DESCRIPTION OF THE TASK: In the records below, take the stretch from the line containing "Every instance of the **black sneaker** gets" through the line containing "118 833 L 114" and give only those lines back, switching "black sneaker" to "white sneaker" and leaving everything else unchanged.

DATA ROWS:
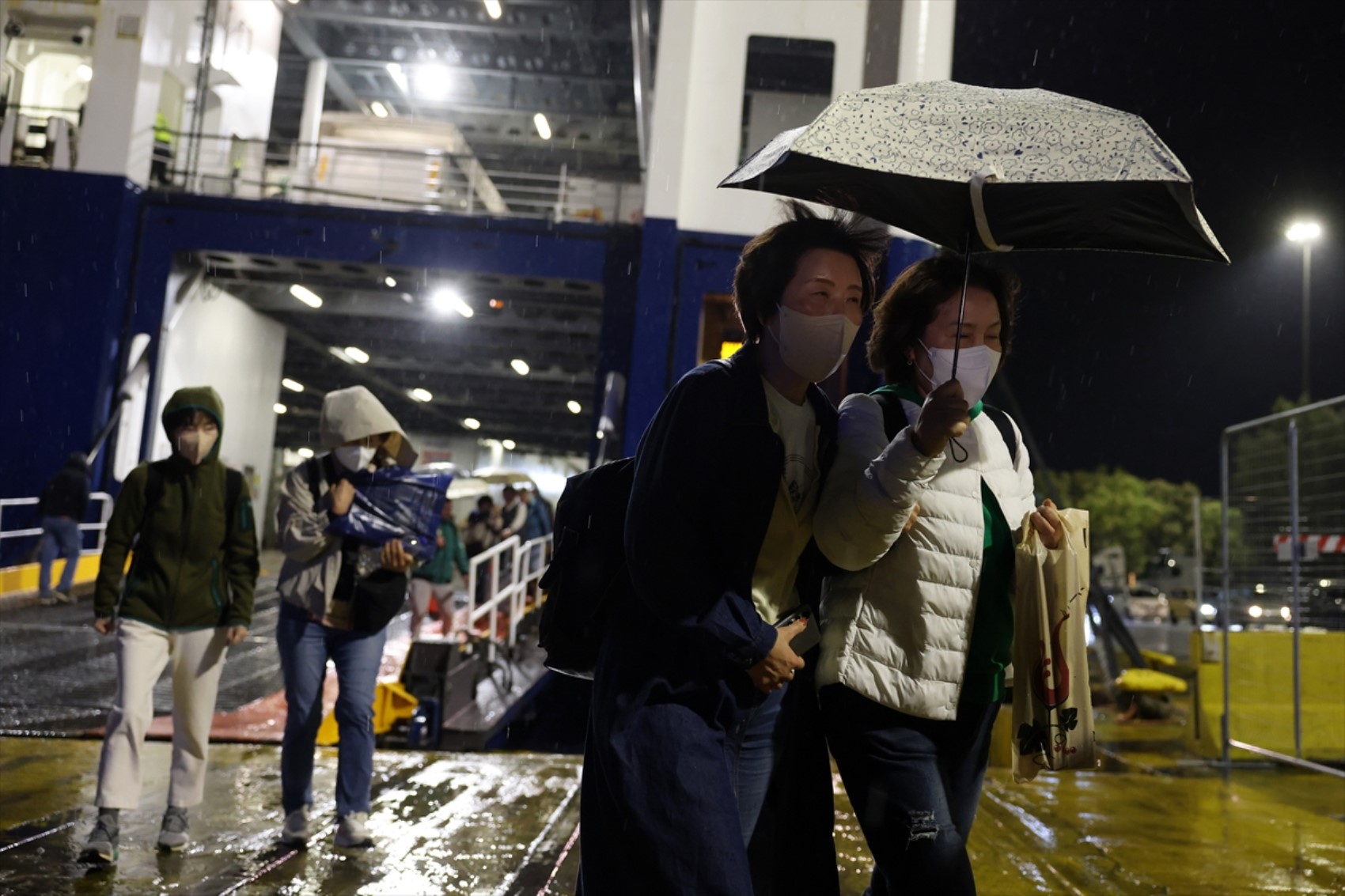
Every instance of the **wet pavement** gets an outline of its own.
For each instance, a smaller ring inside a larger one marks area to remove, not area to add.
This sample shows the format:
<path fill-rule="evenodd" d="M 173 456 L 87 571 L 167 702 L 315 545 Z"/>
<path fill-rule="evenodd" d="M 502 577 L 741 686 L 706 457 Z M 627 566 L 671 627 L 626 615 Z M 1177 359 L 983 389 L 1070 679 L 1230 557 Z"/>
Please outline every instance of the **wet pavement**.
<path fill-rule="evenodd" d="M 375 759 L 377 846 L 336 850 L 328 826 L 305 852 L 276 842 L 278 748 L 211 748 L 206 805 L 184 854 L 155 852 L 168 744 L 147 745 L 144 809 L 122 814 L 121 862 L 77 864 L 91 823 L 98 741 L 0 739 L 4 893 L 570 893 L 582 838 L 580 760 L 525 752 Z M 335 751 L 315 794 L 331 819 Z M 50 831 L 50 833 L 47 833 Z M 837 779 L 843 888 L 869 856 Z M 1041 775 L 991 770 L 971 837 L 982 893 L 1340 893 L 1345 782 L 1278 768 Z"/>

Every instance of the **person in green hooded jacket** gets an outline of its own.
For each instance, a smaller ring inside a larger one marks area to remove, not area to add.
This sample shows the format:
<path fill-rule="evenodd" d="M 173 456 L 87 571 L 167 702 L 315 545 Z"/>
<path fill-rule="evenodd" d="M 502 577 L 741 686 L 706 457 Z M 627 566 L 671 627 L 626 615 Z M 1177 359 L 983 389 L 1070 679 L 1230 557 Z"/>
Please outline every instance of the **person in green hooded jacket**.
<path fill-rule="evenodd" d="M 204 788 L 225 654 L 252 624 L 257 531 L 247 483 L 219 460 L 223 402 L 208 386 L 179 389 L 163 425 L 172 455 L 140 464 L 122 483 L 94 588 L 94 628 L 117 635 L 117 696 L 85 861 L 117 860 L 118 811 L 140 803 L 140 747 L 153 718 L 155 682 L 169 663 L 174 751 L 159 846 L 186 848 L 187 810 Z"/>

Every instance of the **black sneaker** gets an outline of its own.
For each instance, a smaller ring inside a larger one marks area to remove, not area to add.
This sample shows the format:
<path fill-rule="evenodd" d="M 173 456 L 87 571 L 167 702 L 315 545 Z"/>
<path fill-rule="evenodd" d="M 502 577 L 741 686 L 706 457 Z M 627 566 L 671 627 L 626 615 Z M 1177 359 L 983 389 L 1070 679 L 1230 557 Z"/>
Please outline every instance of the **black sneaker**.
<path fill-rule="evenodd" d="M 118 833 L 114 815 L 98 815 L 93 833 L 89 834 L 89 839 L 85 841 L 85 846 L 79 852 L 79 861 L 93 865 L 116 865 L 120 854 L 117 852 Z"/>

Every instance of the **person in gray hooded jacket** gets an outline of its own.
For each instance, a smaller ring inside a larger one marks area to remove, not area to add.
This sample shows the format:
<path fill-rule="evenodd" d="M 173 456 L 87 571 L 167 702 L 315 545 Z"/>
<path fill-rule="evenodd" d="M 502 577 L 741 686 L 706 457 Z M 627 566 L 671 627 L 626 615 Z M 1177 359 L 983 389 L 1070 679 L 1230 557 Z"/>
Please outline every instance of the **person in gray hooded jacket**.
<path fill-rule="evenodd" d="M 285 736 L 281 745 L 281 841 L 307 845 L 313 802 L 313 745 L 323 716 L 327 661 L 340 692 L 336 725 L 336 845 L 367 848 L 369 790 L 374 772 L 374 689 L 386 631 L 364 631 L 352 607 L 369 588 L 405 595 L 410 554 L 397 539 L 382 549 L 382 569 L 356 574 L 359 544 L 331 531 L 351 509 L 348 476 L 377 467 L 416 463 L 401 424 L 363 386 L 327 393 L 320 422 L 328 453 L 296 467 L 280 488 L 277 531 L 285 562 L 280 570 L 276 642 L 285 675 Z"/>

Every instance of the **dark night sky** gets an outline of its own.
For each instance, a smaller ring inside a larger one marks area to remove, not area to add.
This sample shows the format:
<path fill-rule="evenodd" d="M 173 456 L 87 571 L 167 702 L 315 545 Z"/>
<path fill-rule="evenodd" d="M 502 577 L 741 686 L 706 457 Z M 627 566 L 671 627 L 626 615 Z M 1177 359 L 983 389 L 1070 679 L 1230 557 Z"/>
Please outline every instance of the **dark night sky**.
<path fill-rule="evenodd" d="M 1345 393 L 1345 4 L 959 0 L 954 79 L 1134 112 L 1196 182 L 1231 266 L 1013 253 L 1025 284 L 1006 367 L 1045 460 L 1116 464 L 1219 494 L 1219 433 L 1299 391 L 1310 214 L 1311 393 Z"/>

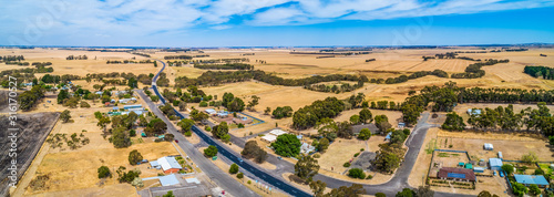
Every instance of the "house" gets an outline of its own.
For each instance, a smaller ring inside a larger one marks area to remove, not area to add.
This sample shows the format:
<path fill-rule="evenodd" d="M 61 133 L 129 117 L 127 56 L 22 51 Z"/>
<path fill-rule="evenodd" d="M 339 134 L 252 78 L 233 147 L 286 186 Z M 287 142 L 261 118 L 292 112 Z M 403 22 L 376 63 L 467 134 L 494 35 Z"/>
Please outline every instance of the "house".
<path fill-rule="evenodd" d="M 157 160 L 150 162 L 150 165 L 156 169 L 162 169 L 166 174 L 177 173 L 182 169 L 175 157 L 162 157 Z"/>
<path fill-rule="evenodd" d="M 500 158 L 489 158 L 489 165 L 491 170 L 502 170 L 502 159 Z"/>
<path fill-rule="evenodd" d="M 261 137 L 261 141 L 265 141 L 266 143 L 273 143 L 277 141 L 277 136 L 275 135 L 265 135 Z"/>
<path fill-rule="evenodd" d="M 543 175 L 514 175 L 515 182 L 523 184 L 525 186 L 535 184 L 538 187 L 548 186 L 548 182 Z"/>
<path fill-rule="evenodd" d="M 440 179 L 455 180 L 455 182 L 475 182 L 475 173 L 472 169 L 443 167 L 437 173 Z"/>
<path fill-rule="evenodd" d="M 208 115 L 214 115 L 214 114 L 217 114 L 217 111 L 215 111 L 214 108 L 206 108 L 204 110 L 204 112 Z"/>
<path fill-rule="evenodd" d="M 378 134 L 379 133 L 379 128 L 377 128 L 377 126 L 375 124 L 360 124 L 360 125 L 353 125 L 352 126 L 352 132 L 353 134 L 359 134 L 361 129 L 363 128 L 368 128 L 371 134 Z"/>
<path fill-rule="evenodd" d="M 316 147 L 309 145 L 308 143 L 302 143 L 302 145 L 300 146 L 300 153 L 304 153 L 304 154 L 310 154 L 311 152 L 315 152 L 316 151 Z"/>
<path fill-rule="evenodd" d="M 279 136 L 279 135 L 283 135 L 283 134 L 287 134 L 287 132 L 283 131 L 283 129 L 273 129 L 271 132 L 269 132 L 270 134 L 275 135 L 275 136 Z"/>
<path fill-rule="evenodd" d="M 123 108 L 125 108 L 125 110 L 142 108 L 142 105 L 141 104 L 137 104 L 137 105 L 123 105 Z"/>
<path fill-rule="evenodd" d="M 484 167 L 474 167 L 473 173 L 484 173 Z"/>
<path fill-rule="evenodd" d="M 494 149 L 494 147 L 492 146 L 492 144 L 489 144 L 489 143 L 485 143 L 485 144 L 483 145 L 483 148 L 484 148 L 484 149 L 486 149 L 486 151 L 492 151 L 492 149 Z"/>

EXPECTED ANSWER:
Every instance of the **white sneaker** gets an outline of its own.
For each instance, a smaller ring inside a larger one marks area to remove, not area to add.
This sample shows the format:
<path fill-rule="evenodd" d="M 173 456 L 87 571 L 167 702 L 315 545 Z"/>
<path fill-rule="evenodd" d="M 502 577 L 741 686 L 706 457 Z M 627 566 L 671 627 L 626 615 Z M 1177 359 L 983 389 L 1070 679 L 1230 557 Z"/>
Please outline every instance of the **white sneaker**.
<path fill-rule="evenodd" d="M 118 833 L 114 815 L 98 815 L 93 833 L 89 834 L 89 839 L 85 841 L 85 846 L 79 852 L 79 861 L 93 865 L 116 865 L 120 854 L 117 852 Z"/>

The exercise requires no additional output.